TASK PROMPT: Reproduce every line of the records below, requests included, multiplying each coordinate in the answers by 2.35 and rounding to the nearest whole number, with halves rounded up. Leave the numbers in the requests and their format samples unchanged.

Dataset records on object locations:
######
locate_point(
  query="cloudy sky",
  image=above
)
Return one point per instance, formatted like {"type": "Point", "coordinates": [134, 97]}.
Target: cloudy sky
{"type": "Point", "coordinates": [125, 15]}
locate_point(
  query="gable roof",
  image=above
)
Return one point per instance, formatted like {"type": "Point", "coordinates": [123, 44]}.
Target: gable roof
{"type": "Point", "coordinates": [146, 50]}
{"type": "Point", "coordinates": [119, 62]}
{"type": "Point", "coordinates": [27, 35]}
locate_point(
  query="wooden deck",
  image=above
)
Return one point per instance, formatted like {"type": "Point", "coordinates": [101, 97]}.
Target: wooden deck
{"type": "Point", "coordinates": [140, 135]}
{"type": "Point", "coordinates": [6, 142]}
######
RIGHT ANSWER:
locate_point(
  query="cloudy sky",
  image=above
)
Return one point per instance, formatted like {"type": "Point", "coordinates": [134, 97]}.
Target: cloudy sky
{"type": "Point", "coordinates": [294, 35]}
locate_point(
  query="gable roof",
  image=above
)
Return one point per instance, formatted like {"type": "Point", "coordinates": [123, 44]}.
Target: gable roof
{"type": "Point", "coordinates": [343, 118]}
{"type": "Point", "coordinates": [280, 146]}
{"type": "Point", "coordinates": [63, 82]}
locate_point(
  query="wooden deck",
  image=above
)
Return one point per instance, formatted like {"type": "Point", "coordinates": [101, 97]}.
Target: wooden deck
{"type": "Point", "coordinates": [329, 317]}
{"type": "Point", "coordinates": [14, 334]}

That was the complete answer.